To do:
A – In the aphid control guide, why should the rhubarb leaves be boiled in an old saucepan? Answer in one or two sentences.
B – Answer these questions from the aphid control guide:
(i) What can be bought so that ladybugs and lacewings have shelter for the winter?
(ii) How long should the young nettles soak in a bucket of water?
(iii) For how long should the rhubarb leaves be boiled?

Encourage natural predators

Such
as ladybugs, lacewings and hoverflies, by planting nectar-rich flowering plants
which attract them, such as buddleia, calendula, sedum, stocks, sweet William and
wallflowers.
If you grow a patch of nettles somewhere in the garden,
this will encourage aphids and their predators. Cut back the nettles when aphids
appear in other parts of your garden to encourage the predators to seek them out.
Ladybug and lacewing houses can be bought to put up in the garden so they have a
shelter for the winter.
Traditional organic remedies
Companion planting - Plant garlic cloves (just one or two)
among rose bushes. An infusion of garlic crushed into water and sprayed on the aphids
will also help remove them. Many herbs, such as hyssop, sage, dill, lavender and
thyme discourage aphids if planted near to susceptible plants.
Nasturtiums prevent woolly aphids infesting apple trees if planted
at the base (probably more so if encouraged to grow up the tree). If you have all
of the nasturtiums eaten by cabbage white caterpillars, just think of the butterflies
you're helping to grow.
Nettle spray.
The common stinging nettle is a discerning plant that requires high levels of nitrogen
in the soil to grow well, using the leaves in sprays of several kinds. As well as
using nettles as an activator on the compost heap the organic gardener can use them
as a liquid manure and as an aphicide - to kill aphids (greenfly).
Gather 224g (l/21b) young nettles and soak in a bucket of water for a week. Strain
and use undiluted as a control of aphids on roses and celery leaf miner. Add the
mushy nettles to the compost heap.
Rhubarb spray.
The oxalic acid in rhubarb leaves is a safe control
agent for aphids, particularly those on roses. Cut 450g (1lb) rhubarb leaves, place
in an old saucepan (the oxalic acid may damage one that you still use) with 1.1
litres (2pt) water and boil for half an hour, topping up as necessary. When cool,
add 1 dessertspoon of soap flakes dissolved in 275ml (1/2pt) warm water. This acts
as the wetting agent when added to the strained rhubarb liquid. Stir the mixture
thoroughly and use undiluted as a spray.

Region pointing data
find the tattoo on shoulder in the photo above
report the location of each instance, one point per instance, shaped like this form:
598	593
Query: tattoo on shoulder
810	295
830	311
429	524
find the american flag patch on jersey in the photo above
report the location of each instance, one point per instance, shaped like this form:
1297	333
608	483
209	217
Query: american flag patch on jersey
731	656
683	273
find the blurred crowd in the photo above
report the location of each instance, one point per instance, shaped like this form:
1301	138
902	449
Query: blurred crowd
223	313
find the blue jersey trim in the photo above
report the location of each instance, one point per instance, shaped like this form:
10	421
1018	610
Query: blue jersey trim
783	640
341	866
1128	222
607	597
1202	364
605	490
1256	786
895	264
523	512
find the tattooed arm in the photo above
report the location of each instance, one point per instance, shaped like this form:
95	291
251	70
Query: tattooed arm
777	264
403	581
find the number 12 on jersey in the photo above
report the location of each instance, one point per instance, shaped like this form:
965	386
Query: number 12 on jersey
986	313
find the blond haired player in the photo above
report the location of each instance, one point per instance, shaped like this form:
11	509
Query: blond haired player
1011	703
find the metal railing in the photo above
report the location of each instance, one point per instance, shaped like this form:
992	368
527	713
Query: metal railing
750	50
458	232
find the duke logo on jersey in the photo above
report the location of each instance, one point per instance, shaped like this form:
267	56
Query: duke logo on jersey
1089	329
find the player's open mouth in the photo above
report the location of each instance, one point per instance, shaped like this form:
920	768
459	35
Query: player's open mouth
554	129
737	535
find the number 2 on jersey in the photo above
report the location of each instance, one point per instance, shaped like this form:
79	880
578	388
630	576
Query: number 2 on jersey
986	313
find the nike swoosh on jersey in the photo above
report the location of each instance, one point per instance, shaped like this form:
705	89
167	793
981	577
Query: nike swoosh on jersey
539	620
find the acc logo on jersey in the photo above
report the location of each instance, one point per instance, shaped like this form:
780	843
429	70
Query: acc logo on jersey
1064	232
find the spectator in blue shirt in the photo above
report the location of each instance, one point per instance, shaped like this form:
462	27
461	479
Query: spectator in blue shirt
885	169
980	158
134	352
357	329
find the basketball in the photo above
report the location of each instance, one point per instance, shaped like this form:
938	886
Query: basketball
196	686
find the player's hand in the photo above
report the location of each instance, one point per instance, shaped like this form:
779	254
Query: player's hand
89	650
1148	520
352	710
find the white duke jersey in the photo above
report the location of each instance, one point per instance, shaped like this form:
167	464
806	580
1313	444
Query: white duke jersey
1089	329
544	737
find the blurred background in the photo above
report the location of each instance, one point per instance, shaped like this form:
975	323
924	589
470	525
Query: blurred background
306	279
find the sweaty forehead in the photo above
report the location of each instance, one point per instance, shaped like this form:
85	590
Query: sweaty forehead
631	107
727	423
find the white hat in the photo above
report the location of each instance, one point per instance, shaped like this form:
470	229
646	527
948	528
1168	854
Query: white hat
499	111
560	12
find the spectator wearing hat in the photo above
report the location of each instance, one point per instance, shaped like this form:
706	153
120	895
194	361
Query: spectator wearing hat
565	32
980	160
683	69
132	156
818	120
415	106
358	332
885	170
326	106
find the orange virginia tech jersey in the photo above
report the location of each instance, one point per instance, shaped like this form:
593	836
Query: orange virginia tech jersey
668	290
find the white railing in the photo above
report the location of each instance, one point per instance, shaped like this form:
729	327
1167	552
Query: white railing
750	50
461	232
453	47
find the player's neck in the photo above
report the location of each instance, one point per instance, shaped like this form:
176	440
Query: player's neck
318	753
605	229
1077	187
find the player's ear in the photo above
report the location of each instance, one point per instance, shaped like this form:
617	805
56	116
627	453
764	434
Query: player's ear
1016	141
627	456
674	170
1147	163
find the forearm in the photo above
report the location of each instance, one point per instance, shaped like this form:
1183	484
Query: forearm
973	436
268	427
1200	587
==
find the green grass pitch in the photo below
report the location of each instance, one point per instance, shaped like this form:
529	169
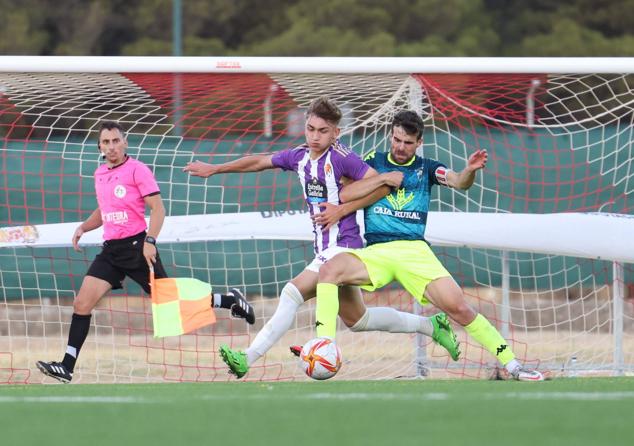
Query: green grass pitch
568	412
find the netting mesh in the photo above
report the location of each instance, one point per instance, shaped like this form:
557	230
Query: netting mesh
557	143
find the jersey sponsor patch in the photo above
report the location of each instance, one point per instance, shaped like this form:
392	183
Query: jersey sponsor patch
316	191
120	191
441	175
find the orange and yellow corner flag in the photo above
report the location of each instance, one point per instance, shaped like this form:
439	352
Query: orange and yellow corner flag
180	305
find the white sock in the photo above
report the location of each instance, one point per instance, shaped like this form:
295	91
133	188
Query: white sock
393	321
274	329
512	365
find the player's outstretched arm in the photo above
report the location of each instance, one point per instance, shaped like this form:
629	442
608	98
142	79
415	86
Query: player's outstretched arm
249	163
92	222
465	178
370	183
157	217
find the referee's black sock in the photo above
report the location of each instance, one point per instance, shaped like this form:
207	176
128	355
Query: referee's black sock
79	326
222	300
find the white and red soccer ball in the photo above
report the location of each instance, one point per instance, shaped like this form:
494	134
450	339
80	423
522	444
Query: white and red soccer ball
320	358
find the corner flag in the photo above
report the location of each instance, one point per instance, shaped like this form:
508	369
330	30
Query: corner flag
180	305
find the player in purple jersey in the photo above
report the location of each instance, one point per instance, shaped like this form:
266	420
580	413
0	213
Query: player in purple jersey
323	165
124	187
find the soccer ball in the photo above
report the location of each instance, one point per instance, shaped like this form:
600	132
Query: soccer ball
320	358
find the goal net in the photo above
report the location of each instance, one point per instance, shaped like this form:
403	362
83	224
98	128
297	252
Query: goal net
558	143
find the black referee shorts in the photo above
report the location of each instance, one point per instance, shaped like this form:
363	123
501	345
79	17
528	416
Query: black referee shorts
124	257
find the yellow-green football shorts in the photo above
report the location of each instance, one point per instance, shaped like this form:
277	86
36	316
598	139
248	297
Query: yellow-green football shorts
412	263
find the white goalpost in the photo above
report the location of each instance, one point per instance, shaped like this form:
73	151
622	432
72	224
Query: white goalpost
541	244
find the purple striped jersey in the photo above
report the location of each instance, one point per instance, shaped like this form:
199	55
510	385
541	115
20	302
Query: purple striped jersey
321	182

Solutions for each task:
A – Use an old saucepan because the oxalic acid in the rhubarb leaves may damage a pan you still use.

B –
(i) Ladybug and lacewing houses.
(ii) A week.
(iii) Half an hour.